Task objective:
How many lines in the items below contain the string "slope"? Case counts. Reply with the number only.
* Begin Data to process *
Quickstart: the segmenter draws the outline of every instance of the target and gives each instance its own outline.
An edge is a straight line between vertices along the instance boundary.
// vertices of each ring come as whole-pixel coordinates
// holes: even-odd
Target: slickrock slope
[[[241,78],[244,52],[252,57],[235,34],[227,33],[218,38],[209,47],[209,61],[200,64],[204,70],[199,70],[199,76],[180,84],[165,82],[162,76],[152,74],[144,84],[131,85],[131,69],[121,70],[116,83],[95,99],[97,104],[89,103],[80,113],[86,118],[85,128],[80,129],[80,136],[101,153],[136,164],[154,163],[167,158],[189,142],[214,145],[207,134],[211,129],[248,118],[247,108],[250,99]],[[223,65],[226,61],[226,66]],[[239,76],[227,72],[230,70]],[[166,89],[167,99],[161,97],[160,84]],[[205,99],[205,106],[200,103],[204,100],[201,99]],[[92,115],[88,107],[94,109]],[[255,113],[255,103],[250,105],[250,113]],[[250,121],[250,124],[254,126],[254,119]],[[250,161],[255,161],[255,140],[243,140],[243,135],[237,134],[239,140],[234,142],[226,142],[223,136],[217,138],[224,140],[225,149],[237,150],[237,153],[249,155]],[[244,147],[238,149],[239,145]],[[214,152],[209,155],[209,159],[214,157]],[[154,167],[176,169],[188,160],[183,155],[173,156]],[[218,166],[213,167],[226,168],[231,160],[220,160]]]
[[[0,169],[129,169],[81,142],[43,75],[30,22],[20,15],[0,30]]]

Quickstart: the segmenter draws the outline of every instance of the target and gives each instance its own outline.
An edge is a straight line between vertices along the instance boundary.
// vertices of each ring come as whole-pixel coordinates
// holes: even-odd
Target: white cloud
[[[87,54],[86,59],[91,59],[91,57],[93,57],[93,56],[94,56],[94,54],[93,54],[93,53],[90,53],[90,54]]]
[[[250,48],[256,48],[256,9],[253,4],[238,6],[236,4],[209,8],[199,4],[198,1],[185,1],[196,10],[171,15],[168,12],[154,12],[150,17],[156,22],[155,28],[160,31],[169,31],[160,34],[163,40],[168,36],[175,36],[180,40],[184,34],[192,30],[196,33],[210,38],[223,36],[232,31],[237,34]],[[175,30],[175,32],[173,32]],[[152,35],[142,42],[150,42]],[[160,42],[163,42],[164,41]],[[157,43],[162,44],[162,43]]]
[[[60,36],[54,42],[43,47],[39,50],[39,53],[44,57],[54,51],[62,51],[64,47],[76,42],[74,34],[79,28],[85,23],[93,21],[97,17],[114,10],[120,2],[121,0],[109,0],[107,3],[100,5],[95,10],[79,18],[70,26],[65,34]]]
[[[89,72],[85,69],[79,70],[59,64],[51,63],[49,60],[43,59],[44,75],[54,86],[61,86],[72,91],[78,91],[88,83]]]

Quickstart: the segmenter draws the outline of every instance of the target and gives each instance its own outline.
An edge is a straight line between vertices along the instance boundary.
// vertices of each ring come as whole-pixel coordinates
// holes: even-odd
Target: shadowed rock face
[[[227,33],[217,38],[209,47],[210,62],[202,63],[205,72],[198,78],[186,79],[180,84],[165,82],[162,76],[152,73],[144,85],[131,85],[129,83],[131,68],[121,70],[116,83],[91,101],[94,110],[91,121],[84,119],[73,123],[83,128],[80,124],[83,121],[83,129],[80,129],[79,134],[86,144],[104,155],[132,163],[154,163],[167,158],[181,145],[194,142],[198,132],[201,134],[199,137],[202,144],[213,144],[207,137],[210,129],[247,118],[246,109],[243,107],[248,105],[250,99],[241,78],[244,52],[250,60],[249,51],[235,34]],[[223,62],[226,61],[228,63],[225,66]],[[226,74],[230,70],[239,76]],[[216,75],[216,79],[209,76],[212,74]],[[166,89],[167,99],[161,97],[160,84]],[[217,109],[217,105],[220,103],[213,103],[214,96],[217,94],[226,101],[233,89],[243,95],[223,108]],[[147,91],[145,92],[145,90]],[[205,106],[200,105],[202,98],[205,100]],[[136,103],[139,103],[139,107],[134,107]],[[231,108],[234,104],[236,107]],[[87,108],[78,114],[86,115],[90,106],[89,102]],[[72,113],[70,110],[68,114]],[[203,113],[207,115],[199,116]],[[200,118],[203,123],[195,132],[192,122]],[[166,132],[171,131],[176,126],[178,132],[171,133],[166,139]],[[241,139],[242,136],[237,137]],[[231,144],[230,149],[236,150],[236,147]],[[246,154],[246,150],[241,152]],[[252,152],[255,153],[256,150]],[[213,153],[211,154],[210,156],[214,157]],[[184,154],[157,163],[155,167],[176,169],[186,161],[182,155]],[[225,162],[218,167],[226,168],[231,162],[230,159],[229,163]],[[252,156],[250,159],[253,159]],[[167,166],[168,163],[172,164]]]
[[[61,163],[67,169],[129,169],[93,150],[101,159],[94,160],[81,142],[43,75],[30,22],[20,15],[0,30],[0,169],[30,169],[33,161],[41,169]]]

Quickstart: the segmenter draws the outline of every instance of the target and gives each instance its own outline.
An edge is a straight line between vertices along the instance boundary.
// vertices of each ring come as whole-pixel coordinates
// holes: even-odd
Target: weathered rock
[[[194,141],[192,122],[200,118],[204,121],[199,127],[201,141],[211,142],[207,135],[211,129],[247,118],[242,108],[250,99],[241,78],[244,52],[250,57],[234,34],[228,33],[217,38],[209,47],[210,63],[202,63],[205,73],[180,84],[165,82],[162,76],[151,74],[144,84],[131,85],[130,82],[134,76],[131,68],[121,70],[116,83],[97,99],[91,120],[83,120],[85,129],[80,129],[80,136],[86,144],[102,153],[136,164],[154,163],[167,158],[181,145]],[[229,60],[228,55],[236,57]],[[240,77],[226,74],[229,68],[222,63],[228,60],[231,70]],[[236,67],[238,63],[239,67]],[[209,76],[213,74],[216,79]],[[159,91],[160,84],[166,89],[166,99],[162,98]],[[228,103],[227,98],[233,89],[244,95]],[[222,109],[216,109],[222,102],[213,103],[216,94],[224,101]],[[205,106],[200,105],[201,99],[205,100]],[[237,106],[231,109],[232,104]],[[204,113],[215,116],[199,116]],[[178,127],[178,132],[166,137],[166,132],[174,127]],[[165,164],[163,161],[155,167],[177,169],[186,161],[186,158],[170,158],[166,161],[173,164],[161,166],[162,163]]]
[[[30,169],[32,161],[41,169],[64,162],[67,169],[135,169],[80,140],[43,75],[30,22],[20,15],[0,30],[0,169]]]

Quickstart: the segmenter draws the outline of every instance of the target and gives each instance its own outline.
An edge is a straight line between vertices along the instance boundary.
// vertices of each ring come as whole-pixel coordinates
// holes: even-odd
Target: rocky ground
* End Data to process *
* Begin Data to process *
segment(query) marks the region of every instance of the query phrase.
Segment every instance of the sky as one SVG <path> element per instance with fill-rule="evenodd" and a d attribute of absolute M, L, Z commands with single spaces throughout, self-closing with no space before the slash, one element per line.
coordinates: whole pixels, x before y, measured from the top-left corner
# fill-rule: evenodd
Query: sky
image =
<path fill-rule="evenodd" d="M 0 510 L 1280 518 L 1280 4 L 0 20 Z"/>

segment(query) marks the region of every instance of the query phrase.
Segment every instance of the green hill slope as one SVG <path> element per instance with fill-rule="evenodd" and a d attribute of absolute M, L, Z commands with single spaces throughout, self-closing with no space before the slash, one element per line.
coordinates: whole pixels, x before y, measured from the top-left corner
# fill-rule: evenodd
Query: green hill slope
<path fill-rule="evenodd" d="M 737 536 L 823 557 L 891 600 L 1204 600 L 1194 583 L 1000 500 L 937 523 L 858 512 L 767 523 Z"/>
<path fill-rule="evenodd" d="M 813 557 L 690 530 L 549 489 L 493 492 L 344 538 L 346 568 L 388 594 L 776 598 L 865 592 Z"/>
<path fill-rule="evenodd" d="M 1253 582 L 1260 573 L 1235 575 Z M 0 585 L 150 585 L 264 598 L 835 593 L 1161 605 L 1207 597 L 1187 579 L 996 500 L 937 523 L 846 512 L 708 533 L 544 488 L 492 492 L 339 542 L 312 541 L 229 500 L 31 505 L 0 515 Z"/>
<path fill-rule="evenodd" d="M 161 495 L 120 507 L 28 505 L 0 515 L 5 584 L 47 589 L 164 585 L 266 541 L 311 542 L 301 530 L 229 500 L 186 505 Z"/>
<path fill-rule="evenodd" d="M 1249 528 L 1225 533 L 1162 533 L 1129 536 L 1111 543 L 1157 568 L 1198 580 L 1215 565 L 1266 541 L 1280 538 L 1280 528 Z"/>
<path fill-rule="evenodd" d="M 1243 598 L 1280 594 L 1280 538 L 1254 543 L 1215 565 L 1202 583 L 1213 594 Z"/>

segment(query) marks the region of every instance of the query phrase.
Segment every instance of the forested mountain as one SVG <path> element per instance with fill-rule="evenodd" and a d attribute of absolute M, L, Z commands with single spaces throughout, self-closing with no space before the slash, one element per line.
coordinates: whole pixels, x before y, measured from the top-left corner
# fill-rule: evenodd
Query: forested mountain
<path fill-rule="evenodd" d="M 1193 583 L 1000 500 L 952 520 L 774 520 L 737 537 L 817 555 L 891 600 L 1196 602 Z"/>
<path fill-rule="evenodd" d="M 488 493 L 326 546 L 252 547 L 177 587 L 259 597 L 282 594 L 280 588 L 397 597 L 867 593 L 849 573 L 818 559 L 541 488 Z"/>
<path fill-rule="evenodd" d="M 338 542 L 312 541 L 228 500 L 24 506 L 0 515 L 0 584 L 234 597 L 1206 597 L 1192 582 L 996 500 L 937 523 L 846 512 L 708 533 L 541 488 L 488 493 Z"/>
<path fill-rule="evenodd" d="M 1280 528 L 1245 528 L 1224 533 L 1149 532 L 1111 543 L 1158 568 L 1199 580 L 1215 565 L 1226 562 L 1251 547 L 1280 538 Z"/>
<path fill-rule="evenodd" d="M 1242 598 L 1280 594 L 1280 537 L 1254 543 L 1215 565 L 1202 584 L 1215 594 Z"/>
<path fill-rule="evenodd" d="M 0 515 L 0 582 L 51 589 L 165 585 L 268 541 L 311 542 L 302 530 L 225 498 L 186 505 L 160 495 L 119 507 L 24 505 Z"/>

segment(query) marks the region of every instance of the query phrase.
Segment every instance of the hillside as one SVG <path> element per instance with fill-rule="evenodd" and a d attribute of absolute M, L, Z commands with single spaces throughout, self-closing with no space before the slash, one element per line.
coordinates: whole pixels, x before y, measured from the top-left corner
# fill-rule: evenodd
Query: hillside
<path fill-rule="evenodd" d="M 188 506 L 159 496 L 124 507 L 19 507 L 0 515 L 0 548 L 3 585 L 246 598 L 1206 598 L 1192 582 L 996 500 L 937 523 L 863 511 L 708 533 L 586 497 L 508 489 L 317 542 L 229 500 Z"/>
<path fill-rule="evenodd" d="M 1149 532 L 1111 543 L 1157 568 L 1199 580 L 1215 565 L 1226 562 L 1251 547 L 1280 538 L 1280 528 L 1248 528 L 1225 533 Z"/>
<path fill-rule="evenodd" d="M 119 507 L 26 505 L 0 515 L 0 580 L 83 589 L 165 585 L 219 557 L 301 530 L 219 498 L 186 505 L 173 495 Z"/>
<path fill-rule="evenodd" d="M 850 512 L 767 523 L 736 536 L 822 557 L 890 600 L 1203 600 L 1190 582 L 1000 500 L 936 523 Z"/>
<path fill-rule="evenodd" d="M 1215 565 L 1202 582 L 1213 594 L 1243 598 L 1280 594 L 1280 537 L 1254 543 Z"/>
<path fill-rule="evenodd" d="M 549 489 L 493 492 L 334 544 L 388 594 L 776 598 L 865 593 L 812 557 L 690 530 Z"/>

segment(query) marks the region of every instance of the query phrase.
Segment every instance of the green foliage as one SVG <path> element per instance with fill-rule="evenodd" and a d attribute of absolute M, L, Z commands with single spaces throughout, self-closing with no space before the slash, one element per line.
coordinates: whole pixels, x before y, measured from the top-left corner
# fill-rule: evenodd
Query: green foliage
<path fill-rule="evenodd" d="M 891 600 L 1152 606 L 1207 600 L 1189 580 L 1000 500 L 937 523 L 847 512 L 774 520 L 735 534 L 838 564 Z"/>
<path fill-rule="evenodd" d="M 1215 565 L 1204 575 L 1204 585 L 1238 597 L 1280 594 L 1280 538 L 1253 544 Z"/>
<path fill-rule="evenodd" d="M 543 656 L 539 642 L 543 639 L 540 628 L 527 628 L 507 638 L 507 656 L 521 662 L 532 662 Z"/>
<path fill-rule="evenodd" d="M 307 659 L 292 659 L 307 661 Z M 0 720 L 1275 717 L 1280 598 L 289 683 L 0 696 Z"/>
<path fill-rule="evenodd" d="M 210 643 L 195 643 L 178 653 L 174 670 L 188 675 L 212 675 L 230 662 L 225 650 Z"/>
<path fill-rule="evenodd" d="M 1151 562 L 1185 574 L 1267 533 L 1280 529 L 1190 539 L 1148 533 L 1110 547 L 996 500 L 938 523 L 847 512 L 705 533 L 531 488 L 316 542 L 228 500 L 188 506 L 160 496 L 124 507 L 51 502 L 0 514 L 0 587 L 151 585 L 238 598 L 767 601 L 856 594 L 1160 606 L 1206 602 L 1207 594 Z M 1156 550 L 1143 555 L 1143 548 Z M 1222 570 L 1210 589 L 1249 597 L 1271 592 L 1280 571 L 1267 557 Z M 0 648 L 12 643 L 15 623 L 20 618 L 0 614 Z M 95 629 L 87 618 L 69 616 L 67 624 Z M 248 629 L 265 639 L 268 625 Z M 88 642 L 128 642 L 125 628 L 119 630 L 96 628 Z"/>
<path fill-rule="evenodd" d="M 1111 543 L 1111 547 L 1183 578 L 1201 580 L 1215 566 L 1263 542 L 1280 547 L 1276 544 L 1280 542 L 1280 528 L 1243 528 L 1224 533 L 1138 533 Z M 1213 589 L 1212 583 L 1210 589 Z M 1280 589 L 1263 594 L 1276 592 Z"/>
* End Data to process *
Complete response:
3